Provided material Block Start
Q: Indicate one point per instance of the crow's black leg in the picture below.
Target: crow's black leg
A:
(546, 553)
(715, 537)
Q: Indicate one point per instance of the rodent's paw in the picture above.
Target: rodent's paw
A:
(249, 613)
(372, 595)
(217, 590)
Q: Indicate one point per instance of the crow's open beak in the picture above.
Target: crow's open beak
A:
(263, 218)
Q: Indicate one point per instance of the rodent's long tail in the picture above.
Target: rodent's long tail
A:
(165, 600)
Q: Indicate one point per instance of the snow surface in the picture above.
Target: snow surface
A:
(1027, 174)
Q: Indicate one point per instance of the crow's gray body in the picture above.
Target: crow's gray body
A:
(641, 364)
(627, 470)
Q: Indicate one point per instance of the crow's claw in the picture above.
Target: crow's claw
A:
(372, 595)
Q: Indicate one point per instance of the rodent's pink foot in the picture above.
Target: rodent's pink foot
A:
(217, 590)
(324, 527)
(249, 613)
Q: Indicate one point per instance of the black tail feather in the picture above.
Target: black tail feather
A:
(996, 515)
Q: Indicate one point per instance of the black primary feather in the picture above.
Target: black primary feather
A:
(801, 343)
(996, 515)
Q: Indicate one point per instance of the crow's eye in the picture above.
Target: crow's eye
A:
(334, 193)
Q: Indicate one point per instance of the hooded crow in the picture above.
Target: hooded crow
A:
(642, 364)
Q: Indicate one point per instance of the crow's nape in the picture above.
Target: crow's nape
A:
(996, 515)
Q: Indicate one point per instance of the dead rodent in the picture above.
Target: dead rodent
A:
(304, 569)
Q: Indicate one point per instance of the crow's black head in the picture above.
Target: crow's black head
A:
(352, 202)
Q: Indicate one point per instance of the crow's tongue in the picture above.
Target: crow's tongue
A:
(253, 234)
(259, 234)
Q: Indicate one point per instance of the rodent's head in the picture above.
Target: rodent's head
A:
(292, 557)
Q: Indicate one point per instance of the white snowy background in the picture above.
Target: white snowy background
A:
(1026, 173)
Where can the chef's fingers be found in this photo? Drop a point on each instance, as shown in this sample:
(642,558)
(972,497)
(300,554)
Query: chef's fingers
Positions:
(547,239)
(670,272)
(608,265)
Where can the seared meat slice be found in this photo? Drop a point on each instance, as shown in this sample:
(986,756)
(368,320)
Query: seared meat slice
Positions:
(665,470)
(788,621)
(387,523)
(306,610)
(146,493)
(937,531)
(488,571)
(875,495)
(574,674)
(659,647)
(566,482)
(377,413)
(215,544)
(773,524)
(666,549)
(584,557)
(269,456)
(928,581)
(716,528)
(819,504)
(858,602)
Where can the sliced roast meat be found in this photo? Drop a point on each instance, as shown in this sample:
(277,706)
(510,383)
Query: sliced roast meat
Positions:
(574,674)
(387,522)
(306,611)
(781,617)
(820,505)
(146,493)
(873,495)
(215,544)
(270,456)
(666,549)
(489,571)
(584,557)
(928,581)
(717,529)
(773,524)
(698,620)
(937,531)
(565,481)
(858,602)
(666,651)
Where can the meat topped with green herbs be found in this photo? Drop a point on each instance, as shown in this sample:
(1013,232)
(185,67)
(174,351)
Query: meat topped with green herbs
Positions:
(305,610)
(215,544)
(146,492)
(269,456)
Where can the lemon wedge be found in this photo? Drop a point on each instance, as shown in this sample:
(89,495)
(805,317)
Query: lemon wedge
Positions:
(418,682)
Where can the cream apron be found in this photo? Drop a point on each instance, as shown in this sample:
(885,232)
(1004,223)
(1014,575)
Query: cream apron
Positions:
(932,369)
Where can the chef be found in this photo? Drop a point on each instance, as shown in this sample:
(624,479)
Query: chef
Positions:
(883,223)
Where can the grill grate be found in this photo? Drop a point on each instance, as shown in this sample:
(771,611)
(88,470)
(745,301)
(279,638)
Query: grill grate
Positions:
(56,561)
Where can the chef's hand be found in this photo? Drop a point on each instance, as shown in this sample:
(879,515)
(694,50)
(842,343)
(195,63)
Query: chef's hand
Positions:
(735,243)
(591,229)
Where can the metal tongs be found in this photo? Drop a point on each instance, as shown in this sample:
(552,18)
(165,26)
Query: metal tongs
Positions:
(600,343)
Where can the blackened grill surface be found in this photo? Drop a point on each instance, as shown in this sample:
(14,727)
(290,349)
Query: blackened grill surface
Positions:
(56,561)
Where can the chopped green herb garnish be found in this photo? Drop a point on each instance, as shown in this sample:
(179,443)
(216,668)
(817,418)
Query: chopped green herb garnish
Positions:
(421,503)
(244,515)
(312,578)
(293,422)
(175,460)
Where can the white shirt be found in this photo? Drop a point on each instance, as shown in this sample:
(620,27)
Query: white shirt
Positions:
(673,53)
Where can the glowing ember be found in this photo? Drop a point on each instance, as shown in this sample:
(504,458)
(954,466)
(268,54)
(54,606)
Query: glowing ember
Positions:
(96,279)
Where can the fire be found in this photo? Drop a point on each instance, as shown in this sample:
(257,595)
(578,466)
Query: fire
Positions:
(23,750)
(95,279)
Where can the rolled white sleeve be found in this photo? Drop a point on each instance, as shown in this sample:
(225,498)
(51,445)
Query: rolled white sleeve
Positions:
Provided material Block End
--- Try it ---
Among the lines above, return those that contain the string "tongs".

--- Answer to the exercise ---
Where can the metal tongs be found in this photo? Drop a point on each instance, as shown in this sample:
Query: metal tongs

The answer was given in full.